Passage:

──────────────────────────────

Paul Lisicky (born July 9, 1959) is an American novelist and memoirist. He is an associate professor in the MFA Program at Rutgers University-Camden, and the author of several books.

Early life
Paul Lisicky was born on July 9, 1959. He grew up in Cherry Hill, New Jersey. He graduated from Rutgers University-New Brunswick, earned an MA from Rutgers University-Camden and an MFA from the Iowa Writers' Workshop.

Career
Lisicky taught in the creative writing programs at Cornell University, New York University, Rutgers University-Newark, Sarah Lawrence College, the University of North Carolina Wilmington, and elsewhere. He is now an associate professor in the MFA Program at Rutgers University-Camden.

Lisicky is the author of six books: Lawnboy, Famous Builder, The Burning House, Unbuilt Projects, The Narrow Door, and Later: My Life at the Edge of the World.

His work has appeared in The Atlantic, Conjunctions, Ecotone, Fence, The New York Times, The Offing, Ploughshares, Tin House, and in many other magazines and anthologies. His awards include fellowships from the Guggenheim Foundation, the National Endowment for the Arts, the James Michener/Copernicus Society, the Corporation of Yaddo, and the Fine Arts Work Center in Provincetown, where he was twice a Fellow. He is the editor of StoryQuarterly and serves on the Writing Committee of the Fine Arts Work Center in Provincetown.

In 2021, Paul Lisicky appeared on Storybound (podcast) reading an excerpt from Later : my life at the edge of the world, with music sampled from Jordan Warmack.

──────────────────────────────

Material:
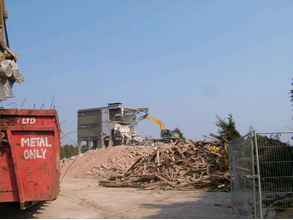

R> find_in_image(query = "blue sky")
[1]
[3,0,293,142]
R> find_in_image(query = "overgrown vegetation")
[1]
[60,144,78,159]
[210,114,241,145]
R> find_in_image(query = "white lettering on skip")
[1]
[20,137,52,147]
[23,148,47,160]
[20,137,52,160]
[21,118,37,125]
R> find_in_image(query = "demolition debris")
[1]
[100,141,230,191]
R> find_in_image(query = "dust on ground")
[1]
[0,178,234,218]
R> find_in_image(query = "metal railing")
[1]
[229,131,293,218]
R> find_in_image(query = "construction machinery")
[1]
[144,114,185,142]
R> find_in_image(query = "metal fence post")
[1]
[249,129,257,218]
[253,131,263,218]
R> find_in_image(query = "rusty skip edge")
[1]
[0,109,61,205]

──────────────────────────────

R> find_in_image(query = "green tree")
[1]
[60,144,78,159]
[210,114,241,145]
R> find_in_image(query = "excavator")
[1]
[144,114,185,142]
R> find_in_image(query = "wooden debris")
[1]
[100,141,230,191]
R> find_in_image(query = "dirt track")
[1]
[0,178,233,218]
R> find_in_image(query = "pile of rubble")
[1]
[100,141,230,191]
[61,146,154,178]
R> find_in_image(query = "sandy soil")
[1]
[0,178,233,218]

──────────────────────────────

Set tasks:
a. In the Paul Lisicky biography, which publication does he edit?
b. Reproduce everything in the biography from "Paul Lisicky (born" down to "of several books.".
Answer from the Paul Lisicky biography alone, not from the rows.

Solutions to the exercise:
a. StoryQuarterly

b.
Paul Lisicky (born July 9, 1959) is an American novelist and memoirist. He is an associate professor in the MFA Program at Rutgers University-Camden, and the author of several books.